→ **SELECTED PASSAGE**:
------------------------

One of the great patristic source of our Christian pneumatology comes from Saint Basil the Great. Catholics are frequently, and with good reason, accused of forgetting the work of the Holy Spirit. Some will even call the Spirit the forgotten God. Systematic theologians of the West make the claim that theological reflection, especially in the 20th century, have neglected the indwelling of the Holy Spirit; and I would also claim that these same theologians have neglected the activity of the Holy Spirit in the sacred Liturgy. Too often in theological reflection, catechesis, and preaching the Holy Spirit is forgotten sacramentally and the Mass. No Holy Spirit, no Trinity. The good news is that Dominican Cardinal Yves Congar helped to restore a working knowledge of the Holy Spirit with the publication of his 3 volume work, I Believe in the Holy Spirit.

One of the key parts of Basil’s work, On the Holy Spirit, is his use of the baptismal formulation –the lex orandi, lex credendi– found in Saint Matthew’s Gospel to show that the Holy Spirit is integrally connected with the Father and Son as God;  this formulation is now the tradition of the Church.

------------------------

→ **RAW RECORDS**:

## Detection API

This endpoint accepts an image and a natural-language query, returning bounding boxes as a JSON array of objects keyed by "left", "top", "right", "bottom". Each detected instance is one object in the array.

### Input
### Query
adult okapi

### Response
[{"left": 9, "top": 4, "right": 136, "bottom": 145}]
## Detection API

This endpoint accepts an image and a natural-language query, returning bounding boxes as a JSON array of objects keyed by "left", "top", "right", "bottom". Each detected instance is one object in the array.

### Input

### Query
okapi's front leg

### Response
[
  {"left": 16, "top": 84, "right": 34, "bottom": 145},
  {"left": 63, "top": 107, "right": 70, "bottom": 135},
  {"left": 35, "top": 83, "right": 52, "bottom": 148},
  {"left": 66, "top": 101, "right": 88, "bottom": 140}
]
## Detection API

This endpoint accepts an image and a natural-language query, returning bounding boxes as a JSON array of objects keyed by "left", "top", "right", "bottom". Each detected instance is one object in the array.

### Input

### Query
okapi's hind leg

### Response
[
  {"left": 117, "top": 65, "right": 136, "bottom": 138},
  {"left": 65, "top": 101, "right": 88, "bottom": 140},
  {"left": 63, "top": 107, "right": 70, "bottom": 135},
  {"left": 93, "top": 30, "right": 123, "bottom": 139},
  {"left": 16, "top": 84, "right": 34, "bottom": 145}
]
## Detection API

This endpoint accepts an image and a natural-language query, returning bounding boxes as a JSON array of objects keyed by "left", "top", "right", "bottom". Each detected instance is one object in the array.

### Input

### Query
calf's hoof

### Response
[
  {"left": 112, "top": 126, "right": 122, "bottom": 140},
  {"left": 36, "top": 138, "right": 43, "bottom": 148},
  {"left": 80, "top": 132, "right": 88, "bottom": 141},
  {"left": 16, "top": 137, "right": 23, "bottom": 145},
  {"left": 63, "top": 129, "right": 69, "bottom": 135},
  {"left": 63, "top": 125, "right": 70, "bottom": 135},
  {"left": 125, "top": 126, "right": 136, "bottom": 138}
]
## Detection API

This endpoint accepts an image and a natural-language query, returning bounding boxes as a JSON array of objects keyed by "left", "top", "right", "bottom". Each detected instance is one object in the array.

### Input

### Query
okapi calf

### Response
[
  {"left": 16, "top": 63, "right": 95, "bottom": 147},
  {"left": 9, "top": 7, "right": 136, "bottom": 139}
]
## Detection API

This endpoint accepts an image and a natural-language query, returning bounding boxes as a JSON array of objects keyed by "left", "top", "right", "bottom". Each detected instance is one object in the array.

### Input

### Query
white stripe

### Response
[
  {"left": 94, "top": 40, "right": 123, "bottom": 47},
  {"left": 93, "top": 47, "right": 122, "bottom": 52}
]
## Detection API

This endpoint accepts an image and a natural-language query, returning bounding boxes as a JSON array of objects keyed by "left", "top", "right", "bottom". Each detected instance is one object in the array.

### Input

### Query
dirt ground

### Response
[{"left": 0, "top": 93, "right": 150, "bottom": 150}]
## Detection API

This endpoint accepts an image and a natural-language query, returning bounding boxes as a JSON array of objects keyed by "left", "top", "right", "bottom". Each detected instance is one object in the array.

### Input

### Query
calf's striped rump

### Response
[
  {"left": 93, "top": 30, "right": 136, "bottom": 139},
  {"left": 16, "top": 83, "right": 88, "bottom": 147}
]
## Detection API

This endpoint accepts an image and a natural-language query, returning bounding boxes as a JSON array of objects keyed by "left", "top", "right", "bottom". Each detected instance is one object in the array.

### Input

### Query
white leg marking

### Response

------------------------

→ **WORK TO DO**: Please copy the passage on Saint Basil and the Holy Spirit word for word, starting with "One of the great" and going on through "in the Holy Spirit.".

→ **WRITTEN RESPONSE**:
One of the great patristic source of our Christian pneumatology comes from Saint Basil the Great. Catholics are frequently, and with good reason, accused of forgetting the work of the Holy Spirit. Some will even call the Spirit the forgotten God. Systematic theologians of the West make the claim that theological reflection, especially in the 20th century, have neglected the indwelling of the Holy Spirit; and I would also claim that these same theologians have neglected the activity of the Holy Spirit in the sacred Liturgy. Too often in theological reflection, catechesis, and preaching the Holy Spirit is forgotten sacramentally and the Mass. No Holy Spirit, no Trinity. The good news is that Dominican Cardinal Yves Congar helped to restore a working knowledge of the Holy Spirit with the publication of his 3 volume work, I Believe in the Holy Spirit.